== Referring expression pointing data ==
..............................

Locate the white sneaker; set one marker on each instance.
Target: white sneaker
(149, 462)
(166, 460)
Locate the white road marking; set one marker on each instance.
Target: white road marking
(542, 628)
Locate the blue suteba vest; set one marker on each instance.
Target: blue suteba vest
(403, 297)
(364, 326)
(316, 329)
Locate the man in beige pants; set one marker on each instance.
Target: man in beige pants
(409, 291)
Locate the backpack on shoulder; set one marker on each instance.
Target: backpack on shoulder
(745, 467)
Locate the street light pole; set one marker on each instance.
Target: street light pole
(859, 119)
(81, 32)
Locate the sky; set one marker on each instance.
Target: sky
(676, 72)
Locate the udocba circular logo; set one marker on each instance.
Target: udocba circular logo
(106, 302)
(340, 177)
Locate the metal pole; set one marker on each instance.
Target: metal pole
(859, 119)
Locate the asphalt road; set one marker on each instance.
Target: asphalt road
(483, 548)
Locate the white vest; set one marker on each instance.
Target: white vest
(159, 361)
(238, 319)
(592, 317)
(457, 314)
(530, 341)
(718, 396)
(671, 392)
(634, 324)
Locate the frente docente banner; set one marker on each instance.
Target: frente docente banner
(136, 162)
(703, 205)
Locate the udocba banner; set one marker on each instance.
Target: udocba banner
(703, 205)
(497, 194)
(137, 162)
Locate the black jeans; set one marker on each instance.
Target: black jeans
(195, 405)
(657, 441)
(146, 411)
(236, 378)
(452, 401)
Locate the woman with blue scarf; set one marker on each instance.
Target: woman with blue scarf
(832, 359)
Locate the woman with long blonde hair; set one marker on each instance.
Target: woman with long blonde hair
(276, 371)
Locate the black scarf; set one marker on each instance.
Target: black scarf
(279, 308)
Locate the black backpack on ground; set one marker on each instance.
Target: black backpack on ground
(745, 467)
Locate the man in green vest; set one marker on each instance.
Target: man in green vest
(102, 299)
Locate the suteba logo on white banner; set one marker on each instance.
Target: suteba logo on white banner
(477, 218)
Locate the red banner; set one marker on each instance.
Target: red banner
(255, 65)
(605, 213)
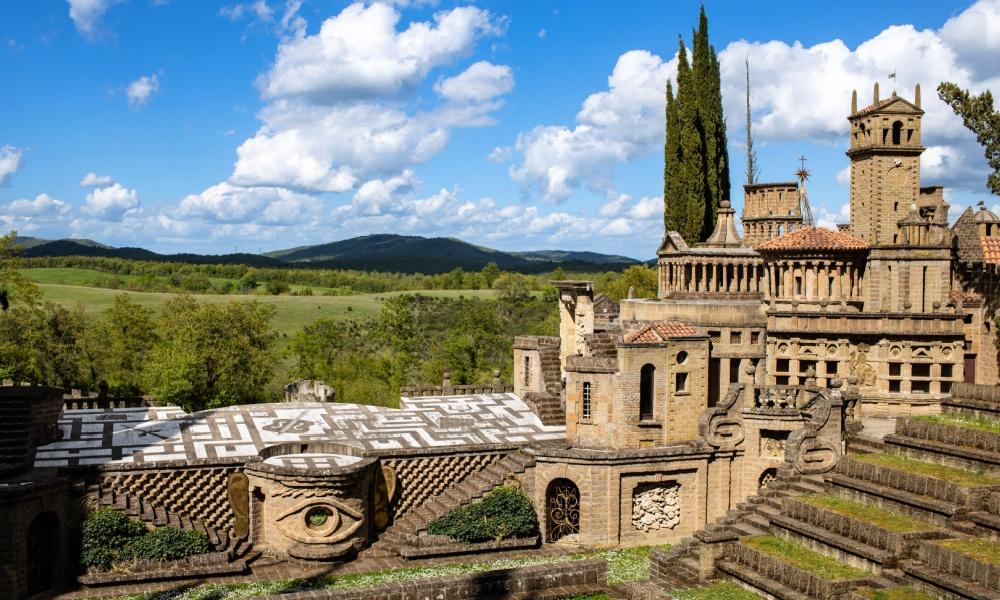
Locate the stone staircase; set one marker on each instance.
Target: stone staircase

..............................

== Task to complete ==
All lines after and including the one with "Target: frente docente banner", through the end of the entries above, should be output exactly and by themselves. The pictures are to be left out.

== Task output ==
Target: frente docente banner
(136, 162)
(703, 205)
Locate the udocba banner; set one marker on each instance.
Target: udocba banner
(703, 205)
(497, 194)
(137, 162)
Locate the black jeans; set one marker on each instance.
Target: black jeans
(195, 405)
(657, 441)
(146, 411)
(236, 378)
(452, 401)
Locate the woman with blue scarf; set one marker on each instance.
Target: woman with blue scarf
(832, 359)
Locate the woman with long blonde hair; set one marker on each instance.
Target: woman with long blonde hair
(276, 371)
Locate the black scarf; set one marker on each instance.
Target: black scarf
(279, 308)
Locate the black backpack on ground; set one marker on each instance.
Target: black backpack on ground
(745, 467)
Locate the man in green vest; set one marker on each instance.
Target: man in green vest
(102, 299)
Locate the suteba logo on white banner; set one marker on each instance.
Target: suteba logo on white banner
(477, 218)
Locate the red banner; set one marker on each instance.
Target: red banner
(255, 65)
(605, 213)
Locate the stone staircase; set one marker on each instance.
Target: stone staircase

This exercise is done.